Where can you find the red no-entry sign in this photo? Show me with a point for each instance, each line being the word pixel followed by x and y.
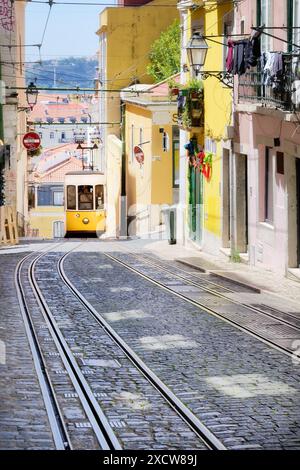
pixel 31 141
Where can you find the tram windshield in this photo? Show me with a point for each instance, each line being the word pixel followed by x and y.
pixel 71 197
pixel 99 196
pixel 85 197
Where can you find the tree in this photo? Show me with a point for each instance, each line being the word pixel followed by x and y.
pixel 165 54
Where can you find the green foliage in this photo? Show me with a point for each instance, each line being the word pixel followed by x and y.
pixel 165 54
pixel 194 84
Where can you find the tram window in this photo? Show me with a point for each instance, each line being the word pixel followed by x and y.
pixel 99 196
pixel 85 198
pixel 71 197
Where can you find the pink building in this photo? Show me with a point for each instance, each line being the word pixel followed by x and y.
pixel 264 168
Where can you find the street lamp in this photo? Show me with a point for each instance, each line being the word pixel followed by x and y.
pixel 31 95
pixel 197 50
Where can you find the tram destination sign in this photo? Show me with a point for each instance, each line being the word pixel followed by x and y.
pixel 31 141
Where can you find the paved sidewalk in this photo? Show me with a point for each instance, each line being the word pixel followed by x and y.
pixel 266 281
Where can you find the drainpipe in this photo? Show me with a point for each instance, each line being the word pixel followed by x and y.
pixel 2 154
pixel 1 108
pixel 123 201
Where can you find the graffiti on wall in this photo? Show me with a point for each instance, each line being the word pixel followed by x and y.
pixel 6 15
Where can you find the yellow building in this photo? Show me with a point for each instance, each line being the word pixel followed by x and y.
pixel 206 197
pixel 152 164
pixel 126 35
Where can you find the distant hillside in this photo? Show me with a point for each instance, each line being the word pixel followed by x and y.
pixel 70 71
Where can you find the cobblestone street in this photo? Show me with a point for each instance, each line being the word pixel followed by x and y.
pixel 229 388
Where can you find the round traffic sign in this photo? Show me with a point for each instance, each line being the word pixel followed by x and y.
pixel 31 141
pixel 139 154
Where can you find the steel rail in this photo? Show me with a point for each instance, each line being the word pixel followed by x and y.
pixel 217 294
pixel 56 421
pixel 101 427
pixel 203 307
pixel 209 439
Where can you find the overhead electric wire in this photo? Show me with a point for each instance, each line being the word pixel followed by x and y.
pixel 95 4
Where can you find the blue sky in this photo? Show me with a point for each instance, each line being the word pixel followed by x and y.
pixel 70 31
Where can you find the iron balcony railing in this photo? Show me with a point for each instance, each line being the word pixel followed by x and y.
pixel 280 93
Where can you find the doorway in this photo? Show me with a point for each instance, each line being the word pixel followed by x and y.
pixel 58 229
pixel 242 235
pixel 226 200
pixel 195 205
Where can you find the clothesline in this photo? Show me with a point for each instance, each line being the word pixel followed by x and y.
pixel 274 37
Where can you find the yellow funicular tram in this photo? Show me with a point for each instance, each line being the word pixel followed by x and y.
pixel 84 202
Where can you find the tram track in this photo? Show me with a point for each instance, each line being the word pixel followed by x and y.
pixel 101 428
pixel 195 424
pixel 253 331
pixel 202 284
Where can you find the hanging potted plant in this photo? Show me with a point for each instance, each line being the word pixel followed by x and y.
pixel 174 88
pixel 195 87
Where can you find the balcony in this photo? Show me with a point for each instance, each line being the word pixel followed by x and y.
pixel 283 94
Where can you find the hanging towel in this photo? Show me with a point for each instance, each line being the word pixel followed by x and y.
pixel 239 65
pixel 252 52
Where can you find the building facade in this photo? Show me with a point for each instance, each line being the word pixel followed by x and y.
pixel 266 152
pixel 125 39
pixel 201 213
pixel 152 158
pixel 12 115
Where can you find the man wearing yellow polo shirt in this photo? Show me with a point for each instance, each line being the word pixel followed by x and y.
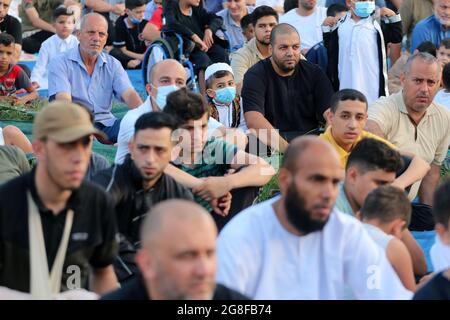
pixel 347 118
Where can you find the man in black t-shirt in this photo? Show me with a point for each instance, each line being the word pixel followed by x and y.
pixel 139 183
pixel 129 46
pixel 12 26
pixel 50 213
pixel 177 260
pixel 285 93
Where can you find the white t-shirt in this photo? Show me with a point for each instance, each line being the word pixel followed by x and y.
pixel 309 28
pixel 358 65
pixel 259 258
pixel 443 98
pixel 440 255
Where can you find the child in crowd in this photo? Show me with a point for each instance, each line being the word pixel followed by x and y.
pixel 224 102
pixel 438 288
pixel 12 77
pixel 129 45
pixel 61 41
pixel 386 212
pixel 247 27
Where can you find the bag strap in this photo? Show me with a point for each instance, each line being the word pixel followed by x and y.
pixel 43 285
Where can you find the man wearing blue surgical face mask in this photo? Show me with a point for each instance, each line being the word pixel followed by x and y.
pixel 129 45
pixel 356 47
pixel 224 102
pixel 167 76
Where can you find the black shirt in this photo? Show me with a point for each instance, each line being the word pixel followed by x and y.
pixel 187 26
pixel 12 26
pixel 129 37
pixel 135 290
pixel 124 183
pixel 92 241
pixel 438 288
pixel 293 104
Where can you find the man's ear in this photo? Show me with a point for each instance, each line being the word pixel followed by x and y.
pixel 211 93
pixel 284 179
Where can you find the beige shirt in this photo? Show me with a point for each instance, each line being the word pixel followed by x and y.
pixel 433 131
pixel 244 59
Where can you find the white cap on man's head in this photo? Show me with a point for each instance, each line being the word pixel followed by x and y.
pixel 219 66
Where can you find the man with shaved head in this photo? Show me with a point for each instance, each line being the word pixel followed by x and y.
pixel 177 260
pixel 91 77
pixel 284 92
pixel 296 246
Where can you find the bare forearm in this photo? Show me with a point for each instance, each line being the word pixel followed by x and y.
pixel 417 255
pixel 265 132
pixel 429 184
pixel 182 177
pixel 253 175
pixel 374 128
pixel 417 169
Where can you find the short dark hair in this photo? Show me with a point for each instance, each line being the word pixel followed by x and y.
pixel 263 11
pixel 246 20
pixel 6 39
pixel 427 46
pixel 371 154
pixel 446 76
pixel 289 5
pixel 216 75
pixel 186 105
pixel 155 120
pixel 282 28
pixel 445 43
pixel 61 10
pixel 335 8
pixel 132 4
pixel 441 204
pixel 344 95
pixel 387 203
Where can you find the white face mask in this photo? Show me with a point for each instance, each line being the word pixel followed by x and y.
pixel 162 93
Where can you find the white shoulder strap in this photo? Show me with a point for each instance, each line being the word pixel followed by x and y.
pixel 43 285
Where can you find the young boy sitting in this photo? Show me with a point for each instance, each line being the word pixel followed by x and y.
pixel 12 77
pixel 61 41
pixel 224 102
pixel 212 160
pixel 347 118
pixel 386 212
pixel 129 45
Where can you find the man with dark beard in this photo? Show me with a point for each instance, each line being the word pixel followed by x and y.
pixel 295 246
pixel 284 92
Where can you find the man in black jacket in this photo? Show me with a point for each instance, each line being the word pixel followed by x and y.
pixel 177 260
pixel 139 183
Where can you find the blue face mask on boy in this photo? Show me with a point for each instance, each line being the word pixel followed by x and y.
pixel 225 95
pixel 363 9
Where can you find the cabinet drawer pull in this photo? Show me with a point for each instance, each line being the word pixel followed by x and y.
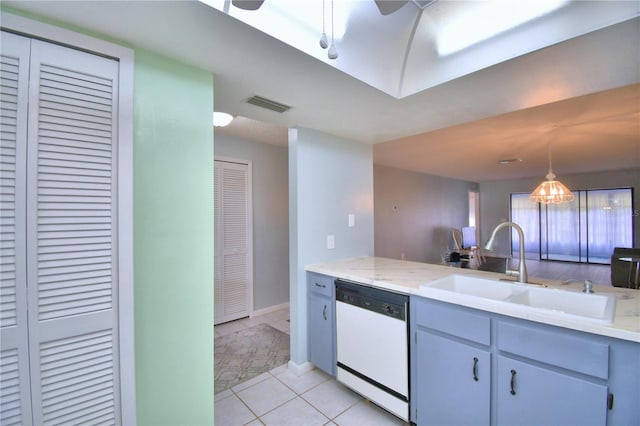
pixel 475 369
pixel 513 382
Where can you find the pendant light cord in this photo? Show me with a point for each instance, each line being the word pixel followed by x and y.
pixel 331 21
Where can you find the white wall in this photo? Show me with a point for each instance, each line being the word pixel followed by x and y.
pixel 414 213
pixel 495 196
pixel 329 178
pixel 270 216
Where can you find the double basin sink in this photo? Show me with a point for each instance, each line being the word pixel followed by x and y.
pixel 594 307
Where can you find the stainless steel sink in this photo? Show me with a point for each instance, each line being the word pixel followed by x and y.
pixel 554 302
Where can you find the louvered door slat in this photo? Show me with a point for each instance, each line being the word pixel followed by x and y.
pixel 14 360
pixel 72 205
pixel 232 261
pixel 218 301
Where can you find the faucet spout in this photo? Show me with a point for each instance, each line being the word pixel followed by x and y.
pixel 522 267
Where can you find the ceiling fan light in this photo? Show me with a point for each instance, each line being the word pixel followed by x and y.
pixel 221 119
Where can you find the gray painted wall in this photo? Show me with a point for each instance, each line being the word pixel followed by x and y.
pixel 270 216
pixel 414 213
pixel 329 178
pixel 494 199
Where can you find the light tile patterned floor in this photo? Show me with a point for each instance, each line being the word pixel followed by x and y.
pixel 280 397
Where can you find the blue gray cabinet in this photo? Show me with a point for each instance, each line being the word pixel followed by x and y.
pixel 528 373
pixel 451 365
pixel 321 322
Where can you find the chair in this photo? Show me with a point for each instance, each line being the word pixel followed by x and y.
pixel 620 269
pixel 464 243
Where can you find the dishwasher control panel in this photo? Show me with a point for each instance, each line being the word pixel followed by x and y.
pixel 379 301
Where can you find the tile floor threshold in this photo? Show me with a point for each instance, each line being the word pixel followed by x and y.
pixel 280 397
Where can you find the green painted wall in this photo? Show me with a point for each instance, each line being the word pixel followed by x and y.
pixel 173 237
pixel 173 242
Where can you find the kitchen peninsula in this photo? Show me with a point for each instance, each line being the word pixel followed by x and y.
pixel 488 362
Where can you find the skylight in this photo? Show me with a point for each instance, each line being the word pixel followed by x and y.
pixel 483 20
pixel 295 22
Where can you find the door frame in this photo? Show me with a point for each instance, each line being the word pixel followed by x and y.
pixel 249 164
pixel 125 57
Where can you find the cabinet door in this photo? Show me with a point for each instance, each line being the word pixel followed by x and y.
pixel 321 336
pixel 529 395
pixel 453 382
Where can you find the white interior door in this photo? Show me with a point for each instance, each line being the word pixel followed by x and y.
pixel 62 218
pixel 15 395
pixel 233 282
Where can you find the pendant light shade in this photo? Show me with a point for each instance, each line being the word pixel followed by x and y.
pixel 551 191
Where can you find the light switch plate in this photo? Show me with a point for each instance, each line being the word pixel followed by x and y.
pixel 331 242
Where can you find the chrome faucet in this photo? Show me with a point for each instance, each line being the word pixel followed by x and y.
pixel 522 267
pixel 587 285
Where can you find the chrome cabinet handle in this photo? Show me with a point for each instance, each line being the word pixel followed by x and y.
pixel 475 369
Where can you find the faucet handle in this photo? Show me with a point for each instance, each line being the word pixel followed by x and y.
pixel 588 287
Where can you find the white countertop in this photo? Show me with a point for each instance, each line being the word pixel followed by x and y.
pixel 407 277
..........
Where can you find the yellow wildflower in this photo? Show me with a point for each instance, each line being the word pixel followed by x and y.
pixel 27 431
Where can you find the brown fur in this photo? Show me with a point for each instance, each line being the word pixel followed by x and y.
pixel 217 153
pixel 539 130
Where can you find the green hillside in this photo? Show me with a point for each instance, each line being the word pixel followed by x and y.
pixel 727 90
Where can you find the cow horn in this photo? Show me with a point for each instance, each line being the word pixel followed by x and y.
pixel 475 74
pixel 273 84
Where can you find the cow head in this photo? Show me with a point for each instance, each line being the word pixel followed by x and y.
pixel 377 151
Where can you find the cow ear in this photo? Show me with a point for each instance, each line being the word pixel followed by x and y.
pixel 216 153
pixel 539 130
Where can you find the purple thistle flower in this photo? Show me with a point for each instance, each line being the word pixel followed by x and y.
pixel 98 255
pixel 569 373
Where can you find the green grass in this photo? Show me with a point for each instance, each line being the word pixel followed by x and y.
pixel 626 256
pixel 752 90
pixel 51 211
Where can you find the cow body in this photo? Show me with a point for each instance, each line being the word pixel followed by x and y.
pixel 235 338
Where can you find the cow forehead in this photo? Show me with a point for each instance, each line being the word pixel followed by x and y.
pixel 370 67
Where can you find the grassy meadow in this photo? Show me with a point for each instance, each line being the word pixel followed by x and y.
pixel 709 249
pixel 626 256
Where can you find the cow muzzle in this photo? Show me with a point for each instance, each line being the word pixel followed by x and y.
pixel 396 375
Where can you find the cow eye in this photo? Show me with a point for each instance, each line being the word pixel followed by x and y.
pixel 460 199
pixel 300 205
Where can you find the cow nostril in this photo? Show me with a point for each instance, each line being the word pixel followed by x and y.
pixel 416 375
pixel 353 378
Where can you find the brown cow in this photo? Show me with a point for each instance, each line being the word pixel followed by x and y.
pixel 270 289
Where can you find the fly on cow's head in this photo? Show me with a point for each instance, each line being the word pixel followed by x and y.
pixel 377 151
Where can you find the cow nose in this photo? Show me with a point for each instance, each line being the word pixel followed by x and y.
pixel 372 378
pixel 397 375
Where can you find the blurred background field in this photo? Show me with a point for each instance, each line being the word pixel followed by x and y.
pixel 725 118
..........
#### [What is expected]
Repeat the material from the line with "Where can you find the balcony" up to and including the line with "pixel 440 255", without the pictures.

#### [Solution]
Where can you find the balcony in this photo? Show me with a point for each instance, each line being the word pixel followed by x and y.
pixel 283 94
Where can you find the hanging towel in this photo? Show me with a point for each instance, each line being the word pixel followed by x and y.
pixel 239 65
pixel 252 52
Where can you find the building facade in this photo? Show me with a point for each instance, each line being the word pixel followed by x and y.
pixel 266 152
pixel 125 39
pixel 201 213
pixel 152 158
pixel 12 115
Where can you find the man wearing yellow polo shirt in this photo? Show me with a point for each instance, each line being the word pixel followed by x and y.
pixel 347 118
Where can you find the man in black t-shirt in this photo? Show me with a point for each instance, each line being the word pixel followed by x and y.
pixel 139 183
pixel 129 46
pixel 12 26
pixel 50 213
pixel 177 260
pixel 285 93
Where can you find the white t-shirt in this photo? Show me with a point for each instance, each line being the word pixel followed by x and y.
pixel 309 28
pixel 358 65
pixel 259 258
pixel 443 98
pixel 440 255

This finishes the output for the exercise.